## Reading passage:
Kouga prepares for winter initiation season

2018-06-14 06:00

THE winter traditional male circumcision season has arrived and parents are once more called upon to play a key role in their children’s rite of passage to manhood.

With the schools closing next week, it is expected that scores of boys across Kouga, especially those from the Xhosa tribe, will take the brave leap from boyhood.

Kouga Speaker Hattingh Bornman, under whose office the Local Initiation Forum falls, said all stakeholders that took part in the custom were once again required to work together in achieving an incident-free season.

“We have already heard disturbing stories from other parts of the province and we must do all in our power to prevent any such occurrences here in our area,” he said.

The ritual – though not so much in Kouga – had been dogged by stories of abuse of initiates and malpractice by unqualified people, resulting in serious injuries and death.

The region recorded a successful summer season this past December, with no fatalities or serious injuries to initiates reported.

During that period, more than 120 boys, from 13 sites across Kouga, went through the manhood rite of passage, known as Ulwaluko.

From these, only two had to be admitted to hospital for complications, but they were released back to initiation school to finish their courses and later returned home without harm.

## Stored records:

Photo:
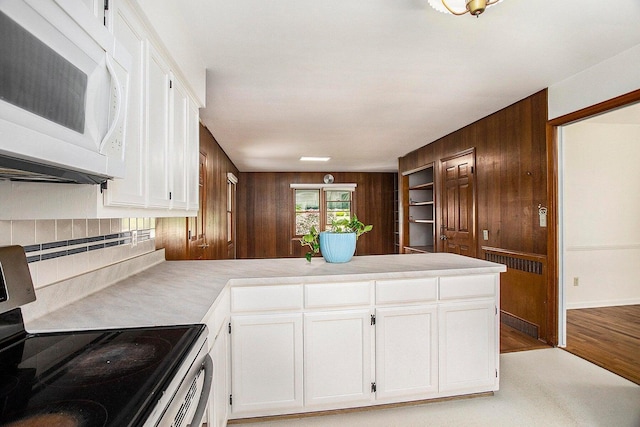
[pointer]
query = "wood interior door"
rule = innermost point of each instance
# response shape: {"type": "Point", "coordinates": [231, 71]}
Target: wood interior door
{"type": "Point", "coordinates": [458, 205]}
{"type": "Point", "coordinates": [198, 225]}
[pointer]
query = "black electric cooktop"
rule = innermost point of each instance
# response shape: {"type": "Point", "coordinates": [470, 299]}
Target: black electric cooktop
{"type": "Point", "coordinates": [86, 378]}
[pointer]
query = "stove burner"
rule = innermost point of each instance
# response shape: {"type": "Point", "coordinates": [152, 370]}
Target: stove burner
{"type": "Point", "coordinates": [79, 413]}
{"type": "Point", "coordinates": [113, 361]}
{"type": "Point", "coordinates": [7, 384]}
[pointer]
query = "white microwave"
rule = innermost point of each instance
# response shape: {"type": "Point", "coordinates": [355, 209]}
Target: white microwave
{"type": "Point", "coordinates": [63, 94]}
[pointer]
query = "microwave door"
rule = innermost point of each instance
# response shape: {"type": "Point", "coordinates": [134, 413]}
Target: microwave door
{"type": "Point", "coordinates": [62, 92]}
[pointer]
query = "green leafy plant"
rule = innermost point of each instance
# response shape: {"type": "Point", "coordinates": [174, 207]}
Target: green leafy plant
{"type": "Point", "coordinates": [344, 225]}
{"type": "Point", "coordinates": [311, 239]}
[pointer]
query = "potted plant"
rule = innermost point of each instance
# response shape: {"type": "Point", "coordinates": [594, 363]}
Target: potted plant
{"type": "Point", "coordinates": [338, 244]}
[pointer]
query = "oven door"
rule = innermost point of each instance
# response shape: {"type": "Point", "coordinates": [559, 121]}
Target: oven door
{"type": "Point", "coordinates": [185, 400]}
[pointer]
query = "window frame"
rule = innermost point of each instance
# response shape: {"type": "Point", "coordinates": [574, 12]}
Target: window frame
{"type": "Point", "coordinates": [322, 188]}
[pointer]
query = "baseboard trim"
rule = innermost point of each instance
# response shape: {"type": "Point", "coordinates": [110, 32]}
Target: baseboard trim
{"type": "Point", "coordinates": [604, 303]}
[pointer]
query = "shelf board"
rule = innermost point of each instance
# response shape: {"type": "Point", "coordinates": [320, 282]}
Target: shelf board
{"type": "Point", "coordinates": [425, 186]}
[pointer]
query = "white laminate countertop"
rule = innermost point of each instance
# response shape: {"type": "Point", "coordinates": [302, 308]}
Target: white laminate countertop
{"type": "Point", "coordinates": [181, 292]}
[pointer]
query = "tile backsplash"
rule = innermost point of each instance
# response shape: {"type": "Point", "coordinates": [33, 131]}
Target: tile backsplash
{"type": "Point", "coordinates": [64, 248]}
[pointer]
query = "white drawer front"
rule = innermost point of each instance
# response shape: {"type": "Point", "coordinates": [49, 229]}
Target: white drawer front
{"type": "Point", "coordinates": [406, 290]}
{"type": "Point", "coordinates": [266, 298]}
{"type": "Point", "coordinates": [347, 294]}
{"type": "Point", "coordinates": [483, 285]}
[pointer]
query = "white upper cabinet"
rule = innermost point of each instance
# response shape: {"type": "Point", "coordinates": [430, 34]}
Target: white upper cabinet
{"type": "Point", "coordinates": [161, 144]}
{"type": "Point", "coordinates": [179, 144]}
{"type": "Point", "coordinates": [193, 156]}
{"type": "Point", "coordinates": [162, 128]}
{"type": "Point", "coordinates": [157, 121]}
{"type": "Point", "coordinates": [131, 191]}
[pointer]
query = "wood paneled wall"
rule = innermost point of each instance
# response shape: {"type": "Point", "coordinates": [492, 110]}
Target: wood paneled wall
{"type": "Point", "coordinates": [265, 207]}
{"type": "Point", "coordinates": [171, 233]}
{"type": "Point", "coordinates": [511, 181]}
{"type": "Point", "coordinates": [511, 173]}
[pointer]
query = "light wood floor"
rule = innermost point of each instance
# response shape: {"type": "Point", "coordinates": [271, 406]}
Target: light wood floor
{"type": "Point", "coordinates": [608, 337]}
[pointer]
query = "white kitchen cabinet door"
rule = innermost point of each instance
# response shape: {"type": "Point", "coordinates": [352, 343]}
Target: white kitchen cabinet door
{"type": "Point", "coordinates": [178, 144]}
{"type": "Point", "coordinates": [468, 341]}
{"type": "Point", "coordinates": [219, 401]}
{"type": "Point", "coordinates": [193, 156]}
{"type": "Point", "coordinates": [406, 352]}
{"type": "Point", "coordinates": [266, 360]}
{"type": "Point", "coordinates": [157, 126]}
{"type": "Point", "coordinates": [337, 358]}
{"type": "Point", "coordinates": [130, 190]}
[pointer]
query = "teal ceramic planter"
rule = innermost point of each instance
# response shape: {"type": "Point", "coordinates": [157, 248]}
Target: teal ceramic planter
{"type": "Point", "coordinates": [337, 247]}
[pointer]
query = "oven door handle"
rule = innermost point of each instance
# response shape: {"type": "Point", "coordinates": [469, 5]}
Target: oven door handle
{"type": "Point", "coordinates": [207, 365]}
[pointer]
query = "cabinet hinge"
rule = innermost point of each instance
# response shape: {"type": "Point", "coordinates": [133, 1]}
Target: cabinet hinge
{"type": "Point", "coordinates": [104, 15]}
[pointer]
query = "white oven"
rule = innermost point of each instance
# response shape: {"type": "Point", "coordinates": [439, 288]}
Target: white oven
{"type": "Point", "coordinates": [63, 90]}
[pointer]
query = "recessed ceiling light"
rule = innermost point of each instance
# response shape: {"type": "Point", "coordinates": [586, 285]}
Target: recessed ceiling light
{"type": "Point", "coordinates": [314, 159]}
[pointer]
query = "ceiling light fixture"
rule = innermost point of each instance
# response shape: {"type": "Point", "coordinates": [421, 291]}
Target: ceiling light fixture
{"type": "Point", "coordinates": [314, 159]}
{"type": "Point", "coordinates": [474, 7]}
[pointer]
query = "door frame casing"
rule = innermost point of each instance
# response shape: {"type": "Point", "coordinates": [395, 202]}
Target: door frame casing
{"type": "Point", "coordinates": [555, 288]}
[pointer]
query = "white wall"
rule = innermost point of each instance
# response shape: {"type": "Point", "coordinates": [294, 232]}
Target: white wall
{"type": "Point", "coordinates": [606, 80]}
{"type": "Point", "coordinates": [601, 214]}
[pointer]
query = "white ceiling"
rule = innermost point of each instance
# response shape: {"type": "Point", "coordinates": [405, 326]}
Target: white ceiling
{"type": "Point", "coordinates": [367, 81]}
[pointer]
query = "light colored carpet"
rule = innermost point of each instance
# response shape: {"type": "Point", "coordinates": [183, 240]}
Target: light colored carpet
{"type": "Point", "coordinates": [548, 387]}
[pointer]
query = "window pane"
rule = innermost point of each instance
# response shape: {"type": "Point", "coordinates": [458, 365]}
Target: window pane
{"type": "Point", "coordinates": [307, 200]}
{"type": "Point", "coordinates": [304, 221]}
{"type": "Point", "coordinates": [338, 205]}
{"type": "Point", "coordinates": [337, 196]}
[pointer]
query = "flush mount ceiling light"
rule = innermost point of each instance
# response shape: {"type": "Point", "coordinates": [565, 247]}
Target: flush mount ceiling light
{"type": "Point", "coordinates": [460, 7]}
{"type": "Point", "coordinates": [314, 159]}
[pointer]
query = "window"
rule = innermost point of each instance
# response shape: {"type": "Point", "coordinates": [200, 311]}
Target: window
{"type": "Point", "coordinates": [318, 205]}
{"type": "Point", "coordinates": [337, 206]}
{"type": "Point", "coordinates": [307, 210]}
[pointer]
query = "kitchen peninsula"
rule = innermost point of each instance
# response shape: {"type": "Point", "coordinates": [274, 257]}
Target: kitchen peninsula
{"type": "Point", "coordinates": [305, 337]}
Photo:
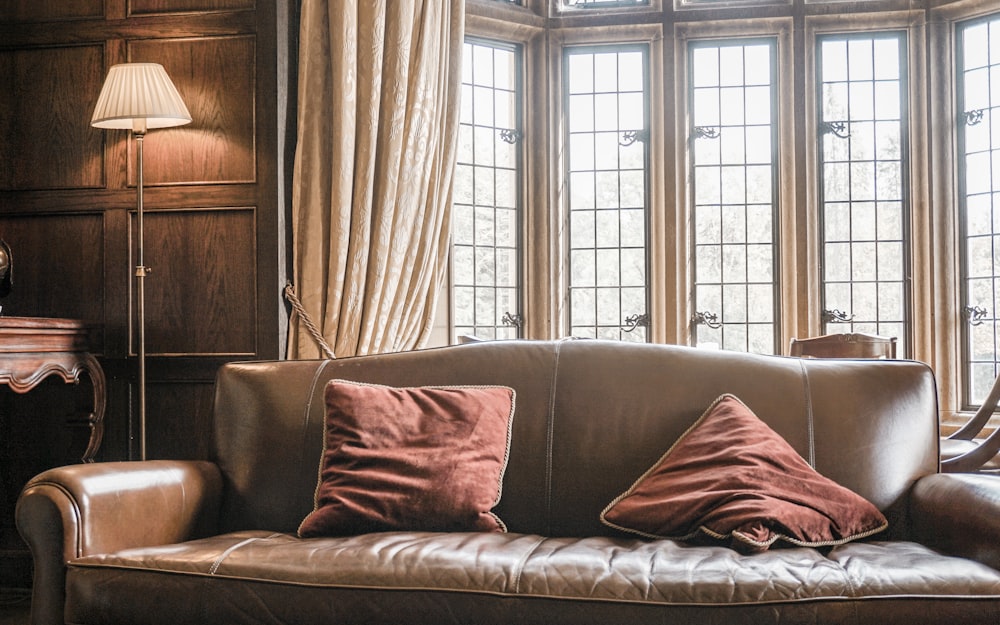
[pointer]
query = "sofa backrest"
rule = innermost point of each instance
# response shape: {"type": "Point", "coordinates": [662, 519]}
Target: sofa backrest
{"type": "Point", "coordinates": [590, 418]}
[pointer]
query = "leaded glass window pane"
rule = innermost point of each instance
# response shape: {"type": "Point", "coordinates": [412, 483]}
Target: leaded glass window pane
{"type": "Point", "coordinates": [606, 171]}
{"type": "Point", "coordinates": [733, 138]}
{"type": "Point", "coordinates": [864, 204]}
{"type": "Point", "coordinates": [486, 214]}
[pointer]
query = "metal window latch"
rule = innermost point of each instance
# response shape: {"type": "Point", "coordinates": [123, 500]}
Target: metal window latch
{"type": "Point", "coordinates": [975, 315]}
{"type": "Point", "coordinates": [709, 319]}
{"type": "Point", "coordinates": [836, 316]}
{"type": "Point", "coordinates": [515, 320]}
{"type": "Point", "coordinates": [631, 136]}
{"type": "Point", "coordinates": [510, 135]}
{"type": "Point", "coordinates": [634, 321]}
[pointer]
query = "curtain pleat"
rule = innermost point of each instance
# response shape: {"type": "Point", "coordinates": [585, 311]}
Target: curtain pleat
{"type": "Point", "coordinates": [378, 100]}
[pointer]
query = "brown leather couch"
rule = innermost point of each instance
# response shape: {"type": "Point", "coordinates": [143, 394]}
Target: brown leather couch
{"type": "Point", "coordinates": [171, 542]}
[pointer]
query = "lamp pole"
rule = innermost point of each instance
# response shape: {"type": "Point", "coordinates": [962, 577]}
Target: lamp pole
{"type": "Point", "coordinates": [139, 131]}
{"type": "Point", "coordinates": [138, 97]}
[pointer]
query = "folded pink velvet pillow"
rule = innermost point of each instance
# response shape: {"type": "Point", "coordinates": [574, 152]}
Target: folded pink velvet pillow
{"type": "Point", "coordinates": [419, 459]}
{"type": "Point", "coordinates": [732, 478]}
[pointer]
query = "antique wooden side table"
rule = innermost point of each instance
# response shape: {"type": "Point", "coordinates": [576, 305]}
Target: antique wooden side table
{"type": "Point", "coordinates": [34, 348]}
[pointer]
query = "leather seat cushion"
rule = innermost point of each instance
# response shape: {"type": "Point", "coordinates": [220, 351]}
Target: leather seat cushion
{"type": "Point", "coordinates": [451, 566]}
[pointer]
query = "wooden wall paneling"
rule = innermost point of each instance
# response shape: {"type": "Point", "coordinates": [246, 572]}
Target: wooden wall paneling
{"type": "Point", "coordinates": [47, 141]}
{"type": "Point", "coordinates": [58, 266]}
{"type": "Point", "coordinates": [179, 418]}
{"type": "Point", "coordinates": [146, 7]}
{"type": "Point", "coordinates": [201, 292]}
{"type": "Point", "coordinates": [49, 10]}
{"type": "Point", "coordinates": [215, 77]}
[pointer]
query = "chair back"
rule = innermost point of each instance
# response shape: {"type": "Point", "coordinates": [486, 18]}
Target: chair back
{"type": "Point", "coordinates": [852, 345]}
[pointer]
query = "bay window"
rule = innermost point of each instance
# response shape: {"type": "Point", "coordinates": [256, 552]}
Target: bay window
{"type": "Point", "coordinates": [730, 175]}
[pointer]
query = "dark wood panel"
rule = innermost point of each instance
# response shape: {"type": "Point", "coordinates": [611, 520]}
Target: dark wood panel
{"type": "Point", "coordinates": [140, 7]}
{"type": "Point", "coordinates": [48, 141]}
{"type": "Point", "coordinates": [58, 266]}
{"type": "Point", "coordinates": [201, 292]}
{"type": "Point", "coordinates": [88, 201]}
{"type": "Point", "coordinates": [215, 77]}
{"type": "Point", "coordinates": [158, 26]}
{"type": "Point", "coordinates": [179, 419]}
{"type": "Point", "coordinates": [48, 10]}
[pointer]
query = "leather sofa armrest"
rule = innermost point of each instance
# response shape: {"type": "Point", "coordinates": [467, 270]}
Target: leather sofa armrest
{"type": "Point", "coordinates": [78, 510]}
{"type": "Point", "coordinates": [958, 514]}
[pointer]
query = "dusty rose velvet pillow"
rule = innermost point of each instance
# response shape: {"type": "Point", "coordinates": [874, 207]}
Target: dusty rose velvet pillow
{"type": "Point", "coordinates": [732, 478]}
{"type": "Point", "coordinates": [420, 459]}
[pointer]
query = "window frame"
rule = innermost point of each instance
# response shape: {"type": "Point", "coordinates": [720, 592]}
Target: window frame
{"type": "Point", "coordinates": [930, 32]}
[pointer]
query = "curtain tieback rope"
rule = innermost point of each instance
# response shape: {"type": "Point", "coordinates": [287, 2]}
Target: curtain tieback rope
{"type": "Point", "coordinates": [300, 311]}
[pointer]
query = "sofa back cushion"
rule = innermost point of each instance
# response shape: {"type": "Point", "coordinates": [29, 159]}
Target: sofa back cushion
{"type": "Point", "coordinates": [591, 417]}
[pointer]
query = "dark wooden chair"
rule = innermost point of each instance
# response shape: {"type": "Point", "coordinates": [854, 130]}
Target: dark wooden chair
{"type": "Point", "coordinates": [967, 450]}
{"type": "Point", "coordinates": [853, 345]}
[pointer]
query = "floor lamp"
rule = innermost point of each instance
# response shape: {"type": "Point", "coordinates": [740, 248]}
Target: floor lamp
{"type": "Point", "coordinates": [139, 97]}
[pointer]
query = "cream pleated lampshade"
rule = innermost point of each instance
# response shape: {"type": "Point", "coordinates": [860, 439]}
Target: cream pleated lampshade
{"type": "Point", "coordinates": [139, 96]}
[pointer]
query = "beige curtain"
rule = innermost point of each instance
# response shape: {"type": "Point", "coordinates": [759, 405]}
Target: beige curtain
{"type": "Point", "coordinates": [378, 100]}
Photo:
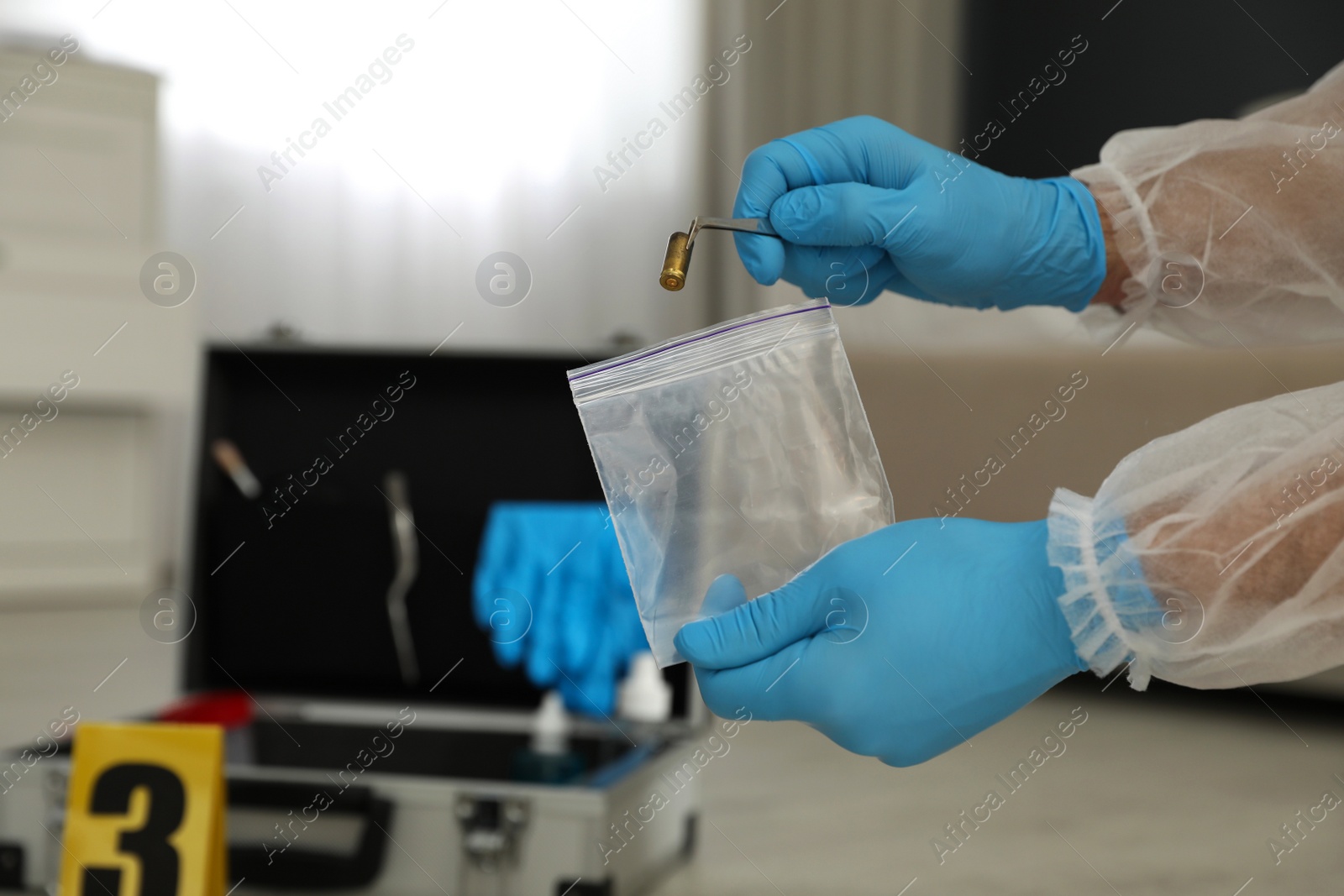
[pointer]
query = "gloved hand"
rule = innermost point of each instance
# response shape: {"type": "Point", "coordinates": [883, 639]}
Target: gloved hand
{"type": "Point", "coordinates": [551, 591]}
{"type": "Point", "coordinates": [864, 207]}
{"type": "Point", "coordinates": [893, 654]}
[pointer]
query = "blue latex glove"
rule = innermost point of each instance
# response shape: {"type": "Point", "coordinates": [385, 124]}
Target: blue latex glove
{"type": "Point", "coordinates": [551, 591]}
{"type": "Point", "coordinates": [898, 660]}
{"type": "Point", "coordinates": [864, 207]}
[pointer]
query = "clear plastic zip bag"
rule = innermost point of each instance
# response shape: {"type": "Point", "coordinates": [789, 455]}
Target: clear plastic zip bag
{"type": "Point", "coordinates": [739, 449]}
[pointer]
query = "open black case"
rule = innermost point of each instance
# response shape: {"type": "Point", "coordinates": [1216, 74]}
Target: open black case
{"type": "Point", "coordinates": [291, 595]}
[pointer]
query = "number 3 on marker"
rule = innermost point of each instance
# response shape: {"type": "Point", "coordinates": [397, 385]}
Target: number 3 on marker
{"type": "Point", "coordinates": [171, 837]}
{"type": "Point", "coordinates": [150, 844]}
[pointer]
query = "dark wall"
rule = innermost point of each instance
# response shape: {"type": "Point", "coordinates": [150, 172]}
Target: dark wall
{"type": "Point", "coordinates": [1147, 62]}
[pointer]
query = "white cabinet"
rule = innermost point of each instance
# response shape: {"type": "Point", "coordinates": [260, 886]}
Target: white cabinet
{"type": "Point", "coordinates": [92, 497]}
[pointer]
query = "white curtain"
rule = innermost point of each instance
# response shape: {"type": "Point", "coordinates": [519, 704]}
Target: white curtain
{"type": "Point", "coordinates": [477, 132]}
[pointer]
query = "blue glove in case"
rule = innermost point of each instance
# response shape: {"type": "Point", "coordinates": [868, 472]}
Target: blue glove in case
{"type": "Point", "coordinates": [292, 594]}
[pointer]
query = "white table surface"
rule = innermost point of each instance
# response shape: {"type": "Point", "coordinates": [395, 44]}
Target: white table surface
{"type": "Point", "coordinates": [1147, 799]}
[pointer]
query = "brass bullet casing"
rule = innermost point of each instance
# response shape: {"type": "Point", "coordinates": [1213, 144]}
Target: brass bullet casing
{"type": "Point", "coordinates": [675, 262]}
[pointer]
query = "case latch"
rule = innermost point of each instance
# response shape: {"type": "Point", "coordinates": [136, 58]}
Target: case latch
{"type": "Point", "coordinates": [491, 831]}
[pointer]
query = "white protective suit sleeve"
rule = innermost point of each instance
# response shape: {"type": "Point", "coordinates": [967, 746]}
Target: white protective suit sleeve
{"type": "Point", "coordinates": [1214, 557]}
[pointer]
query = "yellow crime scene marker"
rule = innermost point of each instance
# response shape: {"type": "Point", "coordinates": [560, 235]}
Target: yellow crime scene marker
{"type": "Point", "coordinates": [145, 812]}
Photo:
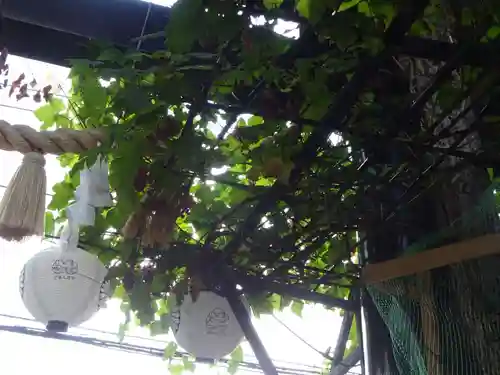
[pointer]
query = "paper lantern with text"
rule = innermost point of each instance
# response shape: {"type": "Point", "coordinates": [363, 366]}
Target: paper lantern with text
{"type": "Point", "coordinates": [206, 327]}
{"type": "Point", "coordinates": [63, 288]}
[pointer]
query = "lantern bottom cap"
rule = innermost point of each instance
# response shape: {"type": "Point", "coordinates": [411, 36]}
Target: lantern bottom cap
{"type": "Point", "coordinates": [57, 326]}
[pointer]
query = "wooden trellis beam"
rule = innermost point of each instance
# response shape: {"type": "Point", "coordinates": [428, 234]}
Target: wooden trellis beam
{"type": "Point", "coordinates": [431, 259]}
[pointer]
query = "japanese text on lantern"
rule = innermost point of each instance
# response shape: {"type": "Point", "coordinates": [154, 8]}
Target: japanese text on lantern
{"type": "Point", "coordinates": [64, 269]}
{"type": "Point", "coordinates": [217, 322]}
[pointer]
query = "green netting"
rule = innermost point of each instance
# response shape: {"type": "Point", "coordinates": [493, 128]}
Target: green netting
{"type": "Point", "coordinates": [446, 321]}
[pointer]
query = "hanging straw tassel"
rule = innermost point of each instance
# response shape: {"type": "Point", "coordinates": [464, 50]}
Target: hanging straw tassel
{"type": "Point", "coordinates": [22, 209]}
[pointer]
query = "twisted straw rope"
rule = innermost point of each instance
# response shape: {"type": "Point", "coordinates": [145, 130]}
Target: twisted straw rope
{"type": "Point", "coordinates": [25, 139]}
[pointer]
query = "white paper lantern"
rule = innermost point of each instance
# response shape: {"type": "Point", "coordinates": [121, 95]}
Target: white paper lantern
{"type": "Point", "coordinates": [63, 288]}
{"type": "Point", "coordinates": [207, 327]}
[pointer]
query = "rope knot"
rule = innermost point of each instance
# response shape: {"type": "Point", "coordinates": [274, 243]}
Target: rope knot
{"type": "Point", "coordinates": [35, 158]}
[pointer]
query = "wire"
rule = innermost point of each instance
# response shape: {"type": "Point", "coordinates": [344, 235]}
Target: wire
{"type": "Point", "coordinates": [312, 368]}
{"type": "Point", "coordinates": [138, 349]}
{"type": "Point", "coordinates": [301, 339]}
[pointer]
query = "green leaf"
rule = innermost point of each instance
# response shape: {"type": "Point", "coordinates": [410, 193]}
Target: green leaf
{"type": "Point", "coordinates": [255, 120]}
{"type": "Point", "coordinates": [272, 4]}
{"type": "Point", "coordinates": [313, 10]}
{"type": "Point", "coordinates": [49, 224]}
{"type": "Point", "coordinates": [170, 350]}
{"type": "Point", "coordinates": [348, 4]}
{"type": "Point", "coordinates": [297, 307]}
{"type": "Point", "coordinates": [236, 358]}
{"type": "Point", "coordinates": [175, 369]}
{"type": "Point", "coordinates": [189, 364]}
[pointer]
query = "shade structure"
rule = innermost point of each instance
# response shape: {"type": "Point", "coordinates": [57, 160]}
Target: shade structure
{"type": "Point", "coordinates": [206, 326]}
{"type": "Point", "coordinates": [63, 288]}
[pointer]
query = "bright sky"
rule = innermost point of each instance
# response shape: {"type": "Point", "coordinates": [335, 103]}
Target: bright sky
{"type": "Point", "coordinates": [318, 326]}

## Directions:
- 1) For each of the following statements about the Kouga initiation article, say whether it agrees with the text, answering yes or no and quoting the deciding words of the text exactly. (a) No fatalities among initiates were reported during the summer season this past December. (b) More than 200 boys went through the rite of passage during that summer season. (c) The Local Initiation Forum falls under the office of the Kouga Speaker.
- 2) Revise the passage of the Kouga initiation article between "2018-06-14 06:00" and "injuries and death.", inclusive, putting "role players" in place of "stakeholders".
- 3) Extend the Kouga initiation article beyond its final sentence.

## Per-task outputs:
- 1)
(a) Yes: "with no fatalities or serious injuries to initiates reported."
(b) No: "more than 120 boys, from 13 sites across Kouga, went through the manhood rite of passage"
(c) Yes: "Kouga Speaker Hattingh Bornman, under whose office the Local Initiation Forum falls"

- 2)
2018-06-14 06:00

THE winter traditional male circumcision season has arrived and parents are once more called upon to play a key role in their children’s rite of passage to manhood.

With the schools closing next week, it is expected that scores of boys across Kouga, especially those from the Xhosa tribe, will take the brave leap from boyhood.

Kouga Speaker Hattingh Bornman, under whose office the Local Initiation Forum falls, said all role players that took part in the custom were once again required to work together in achieving an incident-free season.

“We have already heard disturbing stories from other parts of the province and we must do all in our power to prevent any such occurrences here in our area,” he said.

The ritual – though not so much in Kouga – had been dogged by stories of abuse of initiates and malpractice by unqualified people, resulting in serious injuries and death.

- 3)
Bornman attributed that success to the strong effective coordination by the various stakeholders who include the Department of Health, the municipality, traditional surgeons, non-governmental organisations and other government departments.

“The Forum will be on the lookout for opportunists who degrade the custom and end up putting lives of our young men at risk. Parents must remember that it is only they who can give consent and initiates must be 18 years or older,” he said.

The custom is governed by the Eastern Cape Customary Male Initiation Practice Act No 5 of 2016.

Only certified traditional surgeons and traditional nurses may perform circumcision or tend to initiates and parents must sign a consent form after the prospective initiate has undergone medical assessment.

Those who contravene the Act may have hefty fines imposed on them or face imprisonment.